━━━ INPUT RECORDS
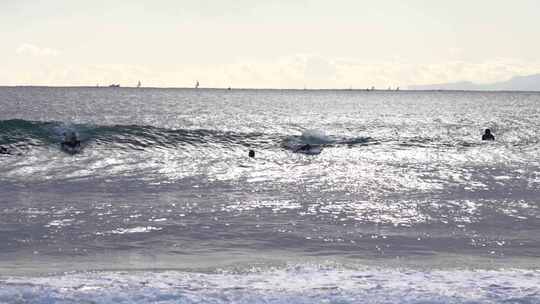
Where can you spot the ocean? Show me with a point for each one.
(162, 204)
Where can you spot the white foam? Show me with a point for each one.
(299, 284)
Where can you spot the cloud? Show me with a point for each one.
(296, 71)
(33, 50)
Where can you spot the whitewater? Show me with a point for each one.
(404, 204)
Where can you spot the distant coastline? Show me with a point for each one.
(529, 83)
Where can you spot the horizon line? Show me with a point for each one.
(262, 88)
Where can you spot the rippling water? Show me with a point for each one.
(164, 182)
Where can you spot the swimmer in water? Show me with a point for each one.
(4, 150)
(305, 147)
(487, 135)
(71, 141)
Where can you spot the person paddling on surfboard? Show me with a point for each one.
(305, 147)
(487, 135)
(71, 141)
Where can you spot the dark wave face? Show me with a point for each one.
(163, 178)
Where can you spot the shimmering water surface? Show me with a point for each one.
(164, 183)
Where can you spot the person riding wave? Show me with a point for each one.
(71, 141)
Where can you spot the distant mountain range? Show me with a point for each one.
(518, 83)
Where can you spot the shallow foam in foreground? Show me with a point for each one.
(294, 284)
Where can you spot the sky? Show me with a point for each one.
(267, 44)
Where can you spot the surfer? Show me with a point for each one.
(304, 148)
(71, 142)
(487, 135)
(4, 150)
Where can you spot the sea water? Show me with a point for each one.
(404, 204)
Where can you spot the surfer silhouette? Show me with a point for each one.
(305, 147)
(4, 150)
(487, 135)
(71, 142)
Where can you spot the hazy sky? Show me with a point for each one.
(273, 43)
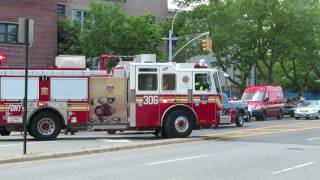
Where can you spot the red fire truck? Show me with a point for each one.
(141, 95)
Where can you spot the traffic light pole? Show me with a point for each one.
(170, 45)
(25, 101)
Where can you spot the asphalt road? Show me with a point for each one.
(13, 145)
(288, 151)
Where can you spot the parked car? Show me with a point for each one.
(264, 101)
(291, 104)
(236, 110)
(309, 109)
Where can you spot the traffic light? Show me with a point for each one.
(2, 58)
(207, 44)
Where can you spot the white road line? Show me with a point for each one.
(312, 139)
(117, 141)
(20, 144)
(295, 167)
(180, 159)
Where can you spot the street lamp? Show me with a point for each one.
(170, 38)
(186, 7)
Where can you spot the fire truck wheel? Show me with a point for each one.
(111, 131)
(5, 133)
(45, 126)
(240, 120)
(178, 124)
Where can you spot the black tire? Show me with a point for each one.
(279, 116)
(292, 115)
(5, 133)
(179, 124)
(45, 126)
(111, 132)
(263, 116)
(240, 120)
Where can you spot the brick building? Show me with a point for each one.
(44, 47)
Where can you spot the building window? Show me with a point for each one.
(61, 9)
(81, 16)
(8, 33)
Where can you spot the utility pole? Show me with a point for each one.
(25, 37)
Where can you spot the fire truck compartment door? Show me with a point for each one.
(69, 88)
(147, 96)
(12, 88)
(108, 100)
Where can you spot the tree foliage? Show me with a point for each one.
(114, 32)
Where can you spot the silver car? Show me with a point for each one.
(309, 109)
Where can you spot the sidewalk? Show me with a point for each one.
(32, 156)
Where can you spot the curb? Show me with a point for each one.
(55, 155)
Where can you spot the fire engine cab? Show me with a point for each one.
(170, 99)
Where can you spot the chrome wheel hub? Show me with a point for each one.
(46, 126)
(181, 124)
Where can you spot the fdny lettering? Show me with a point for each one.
(14, 107)
(150, 100)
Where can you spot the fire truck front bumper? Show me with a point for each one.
(256, 113)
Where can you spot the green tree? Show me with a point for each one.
(114, 32)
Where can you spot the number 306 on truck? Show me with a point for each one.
(140, 95)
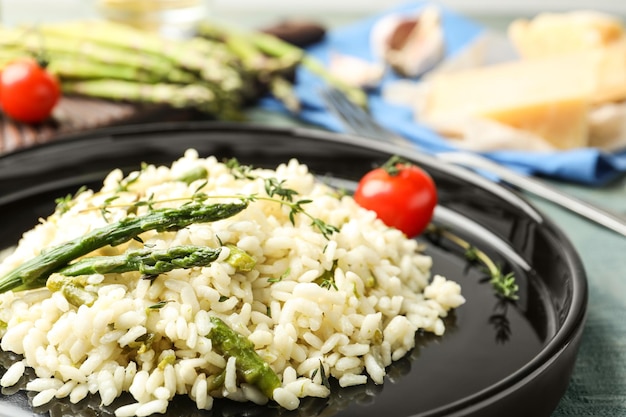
━━━━━━
** TASK REQUIREMENTS **
Each record should be printed again precisely, though not its pictures.

** RESPONSE **
Where can you spot the ocean? Show me with a point for each one.
(162, 204)
Where can you spot the white foam? Show me with a point for each one.
(299, 284)
Where can you spot the cloud? Show me with a point for each one.
(296, 71)
(33, 50)
Where can you spot the whitewater? Show me with a point for each one.
(404, 204)
Where can you spot the distant coastline? Show me with a point for each one.
(529, 83)
Where can you spot the horizon line? Show me with a point for each one.
(262, 88)
Where can you spot the rippling water? Show me with a point for each one.
(164, 182)
Where can you spot the swimmer in water? Show me with a point for each one.
(4, 150)
(305, 147)
(487, 135)
(71, 141)
Where can you spot the person paddling on surfboard? Show me with a point for each one.
(305, 147)
(487, 135)
(71, 141)
Where can you spot the dark wave face? Show me with a point for each one.
(163, 178)
Where can you spot the shimmering water surface? Show me with a point for each one.
(164, 183)
Where can you spot the person riding wave? Show me with a point for each one.
(71, 141)
Where can you spot the distant mountain range? Show me with a point for each one.
(518, 83)
Where can you spot the shallow foam in foreground? Show me with a point for each one.
(294, 284)
Where can you spot the sky? Show me with a point for each one.
(267, 44)
Where can you spot the surfer? Show me with a point for each one.
(304, 148)
(71, 142)
(487, 135)
(4, 150)
Where can you spot the sea water? Show me with a point for each one.
(404, 204)
Where can you spot the surfer silhouette? Show me with a point for each one.
(305, 147)
(4, 150)
(487, 135)
(71, 142)
Where can you spot the hazy sky? Show me with a point for each one.
(273, 43)
Where can you spot the red fire truck? Show me with a point for each one.
(141, 95)
Where can you spot the traffic light pole? Show me with a point for each one.
(170, 45)
(25, 101)
Where can you spot the asphalt road? Show me with a point for each one.
(13, 145)
(288, 151)
Where can you spot the parked car? Show me with a point for each one.
(264, 101)
(291, 104)
(236, 110)
(309, 109)
Where can you spot the traffic light? Show me with a point for each one.
(2, 58)
(207, 44)
Where can you spot the white road line? Show me with a point for each one.
(312, 139)
(117, 141)
(20, 144)
(295, 167)
(180, 159)
Where can you spot the street lamp? Show me with a point for each one.
(170, 38)
(186, 7)
Where can you spot the fire truck wheel? Show me with a point for each one.
(111, 131)
(5, 133)
(45, 126)
(240, 120)
(178, 124)
Where can you spot the black tire? Show me with a point for each one.
(279, 116)
(292, 115)
(5, 133)
(179, 124)
(45, 126)
(111, 132)
(263, 116)
(240, 120)
Where can you spot the brick building? Show me with a point for each one.
(44, 47)
Where can you spot the building window? Show me with a point for each one.
(61, 9)
(81, 16)
(8, 33)
Where can you spot the utility pole? Show me with a point for each one.
(25, 37)
Where can you spot the fire truck compartment door? Show me with a point for each one.
(69, 88)
(147, 96)
(12, 88)
(108, 100)
Where can you spot the tree foliage? Show me with a point for each one.
(114, 32)
Where can you spot the silver car? Show me with a point for each one.
(309, 109)
Where can you spot the sidewalk? Show me with a point for each one.
(32, 156)
Where can you spot the curb? Show me with a point for each one.
(55, 155)
Where can you spot the fire engine cab? Show me with a point for each one.
(170, 99)
Where can you spot the chrome wheel hub? Show me with a point for each one.
(46, 126)
(181, 124)
Where can you spot the fdny lettering? Show me with a point for each one.
(14, 107)
(150, 100)
Where can you spot the fire truck front bumper? Show me with a point for each one.
(256, 113)
Where can you spot the green tree? Show me with a point for each one.
(114, 32)
Where can you spot the number 306 on truck? Show me with a point for each one.
(140, 95)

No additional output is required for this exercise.